§ FRAGMENTO:
_ _ _ _ _ _ _
Pero no todo queda en el Museo. Siguiendo las pistas de cómo fue esta historia de bandidas sodomitas llegamos a la ciudad que vio nacer al conquistador homicida tirano. Colón, oriundo de Génova, nos recibe con su blanca estatua. Pedimos un vermut y con dedicación miramos los departamentos en alquiler por dos noches: la alegría se transforma en tedio. Un rechazo, otro y un tercer rechazo sin explicaciones. La presencia virtual, nuestra existencia, parecía tener efectos en los índices turísticos: ¡oleadas de entusiastas paseantes llenaban todos los alojamientos de repente! Cambiamos de estrategia, caminamos al tuntún con el sonido de las valijas de rueditas en busca de un hotel, “a la antigua” nos dijimos entusiastas. Frente al conserje, nuestros cuerpos eran escaneados y una calculadora invisible duplicaba el precio en euros.
Otra vez el bar, el decimocuarto café-cena, y los llamados telefónicos se cortan antes de tres palabras en un italiano dudoso. Por fin conseguimos un lugar, pero media hora antes de llegar al bendito techo de confort la dueña nos rechaza por sms con la explicación “No puedo manejar esta situación. Es demasiado para mí. Pónganse en mi lugar”. Casi a las 11 de la noche terminamos en una cadena de hotel que se publicita gay friendly que nos manda al último piso, contrafrente al fondo con desayuno pago, negado.
_ _ _ _ _ _ _
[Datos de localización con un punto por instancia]

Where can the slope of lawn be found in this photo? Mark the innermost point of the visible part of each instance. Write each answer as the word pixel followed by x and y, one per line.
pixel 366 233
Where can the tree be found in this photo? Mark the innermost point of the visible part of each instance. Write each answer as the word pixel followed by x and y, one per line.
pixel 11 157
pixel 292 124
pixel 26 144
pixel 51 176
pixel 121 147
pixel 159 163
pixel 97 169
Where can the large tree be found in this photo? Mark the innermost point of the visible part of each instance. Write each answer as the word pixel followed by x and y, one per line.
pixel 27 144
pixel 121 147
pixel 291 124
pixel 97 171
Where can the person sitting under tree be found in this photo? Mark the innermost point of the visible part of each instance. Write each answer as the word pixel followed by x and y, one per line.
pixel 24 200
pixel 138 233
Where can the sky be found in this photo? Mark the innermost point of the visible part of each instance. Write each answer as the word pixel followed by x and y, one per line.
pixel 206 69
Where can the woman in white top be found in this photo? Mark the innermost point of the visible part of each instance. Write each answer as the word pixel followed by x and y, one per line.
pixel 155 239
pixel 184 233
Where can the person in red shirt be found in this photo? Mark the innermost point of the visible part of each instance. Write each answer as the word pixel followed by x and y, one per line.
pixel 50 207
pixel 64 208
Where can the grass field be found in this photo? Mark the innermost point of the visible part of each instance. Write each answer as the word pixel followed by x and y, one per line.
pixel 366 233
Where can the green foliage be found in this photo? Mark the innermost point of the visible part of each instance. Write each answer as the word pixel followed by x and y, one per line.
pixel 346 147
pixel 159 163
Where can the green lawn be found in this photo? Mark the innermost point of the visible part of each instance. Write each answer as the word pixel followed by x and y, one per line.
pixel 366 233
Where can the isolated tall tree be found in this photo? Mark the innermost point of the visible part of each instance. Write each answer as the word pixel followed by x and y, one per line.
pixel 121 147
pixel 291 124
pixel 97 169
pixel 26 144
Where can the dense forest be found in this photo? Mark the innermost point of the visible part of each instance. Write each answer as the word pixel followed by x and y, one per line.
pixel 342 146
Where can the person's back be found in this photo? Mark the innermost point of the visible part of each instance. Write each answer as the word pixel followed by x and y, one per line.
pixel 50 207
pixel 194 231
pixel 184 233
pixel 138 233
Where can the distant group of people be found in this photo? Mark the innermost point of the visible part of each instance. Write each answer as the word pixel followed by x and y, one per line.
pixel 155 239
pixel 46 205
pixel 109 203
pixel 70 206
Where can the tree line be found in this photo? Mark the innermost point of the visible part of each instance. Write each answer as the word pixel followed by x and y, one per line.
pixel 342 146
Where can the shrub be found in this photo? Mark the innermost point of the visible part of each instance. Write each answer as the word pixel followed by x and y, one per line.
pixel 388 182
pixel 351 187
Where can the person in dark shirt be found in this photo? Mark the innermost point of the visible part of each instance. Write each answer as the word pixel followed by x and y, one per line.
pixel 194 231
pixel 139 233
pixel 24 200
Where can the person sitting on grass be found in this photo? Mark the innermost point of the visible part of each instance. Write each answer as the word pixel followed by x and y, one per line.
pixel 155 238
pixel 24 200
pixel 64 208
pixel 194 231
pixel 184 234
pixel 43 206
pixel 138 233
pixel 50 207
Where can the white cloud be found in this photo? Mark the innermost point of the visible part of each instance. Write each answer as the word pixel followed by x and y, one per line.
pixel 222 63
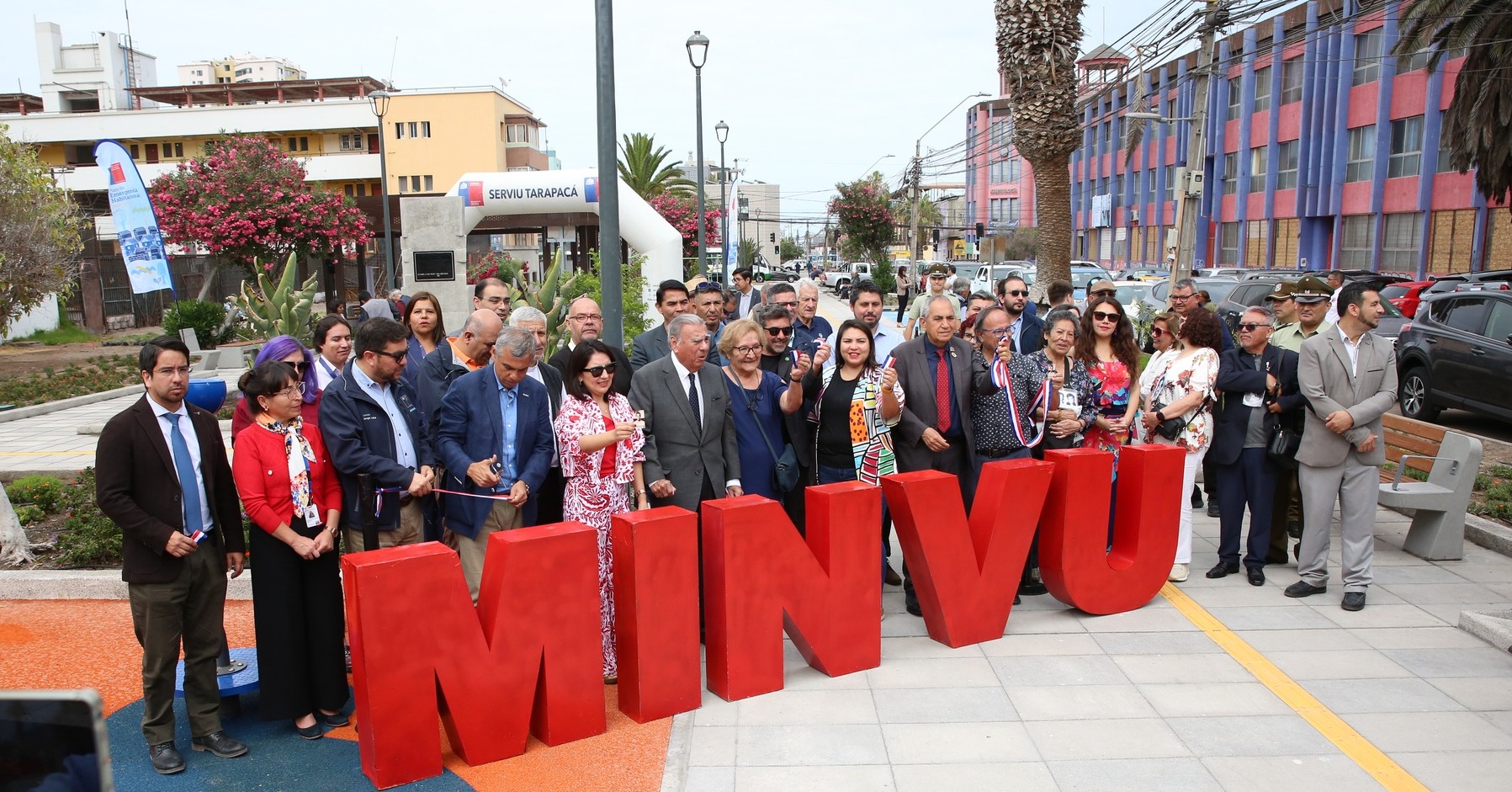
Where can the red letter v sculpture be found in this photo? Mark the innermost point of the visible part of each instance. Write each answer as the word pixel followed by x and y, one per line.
pixel 967 573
_ _ _ _ _ _ _
§ TAREAS:
[1] Responde según el fragmento:
(a) ¿De qué ciudad era oriundo Colón?
(b) ¿Por qué medio rechazó la dueña a quienes narran?
(c) ¿A qué hora, aproximadamente, terminaron en una cadena de hotel?
[2] Extrae del fragmento, sin ningún cambio, la parte que se abre con las palabras que contienen "Pero no todo" y se cierra con "precio en euros.".

§ RESPUESTAS:
[1]
(a) De Génova.
(b) Por sms.
(c) Casi a las 11 de la noche.

[2]
Pero no todo queda en el Museo. Siguiendo las pistas de cómo fue esta historia de bandidas sodomitas llegamos a la ciudad que vio nacer al conquistador homicida tirano. Colón, oriundo de Génova, nos recibe con su blanca estatua. Pedimos un vermut y con dedicación miramos los departamentos en alquiler por dos noches: la alegría se transforma en tedio. Un rechazo, otro y un tercer rechazo sin explicaciones. La presencia virtual, nuestra existencia, parecía tener efectos en los índices turísticos: ¡oleadas de entusiastas paseantes llenaban todos los alojamientos de repente! Cambiamos de estrategia, caminamos al tuntún con el sonido de las valijas de rueditas en busca de un hotel, “a la antigua” nos dijimos entusiastas. Frente al conserje, nuestros cuerpos eran escaneados y una calculadora invisible duplicaba el precio en euros.